“Sept. 17th. 1865.

Niagara.

My dear Lucy,

I congratulate you with all my heart on the birth of your little son! I think by this time you will have forgotten all doubts and difficulties, and all but pleasant feelings of responsibility, in your great content, have you not? God very seldom sends us either duties or blessings without showing us how to fulfil and enjoy and use them, and I do not doubt but you will have found in your own case all sorts of new powers and instincts develop with the need of them, and will have by this time a pretty definite idea ‘What to do with a baby’—Is it not so?...

I wish there existed a visual telegraph (if such a phrase may be coined) and that I could give you a glimpse of the scene I have in front of me, and which is continually stealing my eyes from my paper. No less than Niagara in its full glory!—and what that glory is I don’t think any but eyes can tell. I have seen a good deal of beauty and grandeur in my life, in Great Britain, Italy, Switzerland, etc., but I think never anything so wonderfully, bewitchingly, grandly beautifully[beautifully] as this. People talk of being disappointed in Niagara, but I think it can only be because, for the first moment, the enormous width of the Falls (900 feet in one case, 2000 in the other,—separated by an island) prevents their recognizing their height as well, or else they have not got the right natures to admire with! (and I think that last is oftener the case than people think).

Your goal
Copy out the entire Niagara letter word for word. The listing that follows was taken from a different source than the letter.

Material supplied
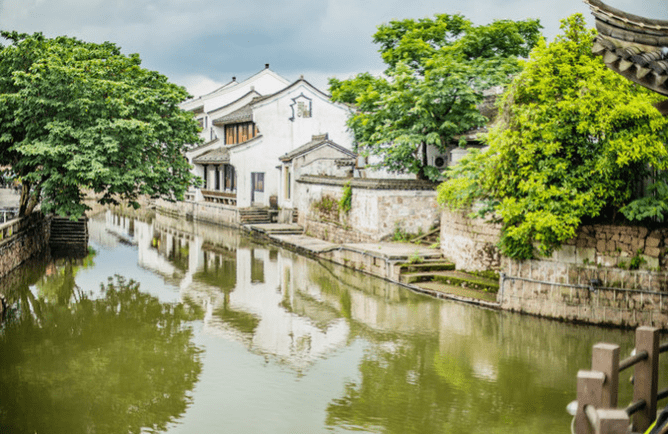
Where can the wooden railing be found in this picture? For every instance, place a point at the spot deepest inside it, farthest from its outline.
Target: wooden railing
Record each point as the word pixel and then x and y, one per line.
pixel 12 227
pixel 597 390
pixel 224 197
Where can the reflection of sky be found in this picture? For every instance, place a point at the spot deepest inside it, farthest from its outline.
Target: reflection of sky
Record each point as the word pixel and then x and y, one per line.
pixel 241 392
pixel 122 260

* * *

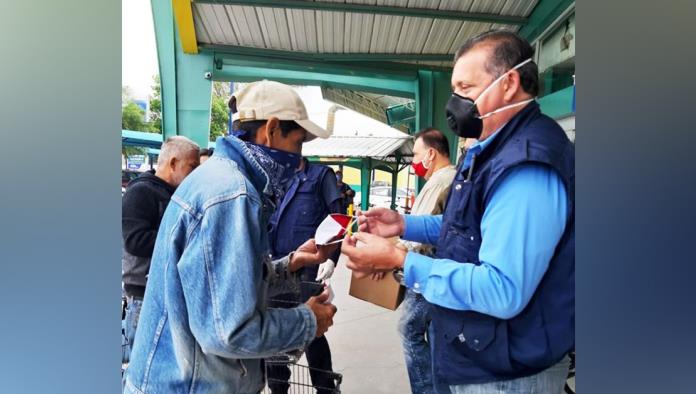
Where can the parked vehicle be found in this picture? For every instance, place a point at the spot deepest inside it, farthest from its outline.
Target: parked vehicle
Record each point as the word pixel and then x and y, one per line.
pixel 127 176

Result for this task
“Sept. 17th. 1865.

Niagara.

My dear Lucy,

I congratulate you with all my heart on the birth of your little son! I think by this time you will have forgotten all doubts and difficulties, and all but pleasant feelings of responsibility, in your great content, have you not? God very seldom sends us either duties or blessings without showing us how to fulfil and enjoy and use them, and I do not doubt but you will have found in your own case all sorts of new powers and instincts develop with the need of them, and will have by this time a pretty definite idea ‘What to do with a baby’—Is it not so?...

I wish there existed a visual telegraph (if such a phrase may be coined) and that I could give you a glimpse of the scene I have in front of me, and which is continually stealing my eyes from my paper. No less than Niagara in its full glory!—and what that glory is I don’t think any but eyes can tell. I have seen a good deal of beauty and grandeur in my life, in Great Britain, Italy, Switzerland, etc., but I think never anything so wonderfully, bewitchingly, grandly beautifully[beautifully] as this. People talk of being disappointed in Niagara, but I think it can only be because, for the first moment, the enormous width of the Falls (900 feet in one case, 2000 in the other,—separated by an island) prevents their recognizing their height as well, or else they have not got the right natures to admire with! (and I think that last is oftener the case than people think).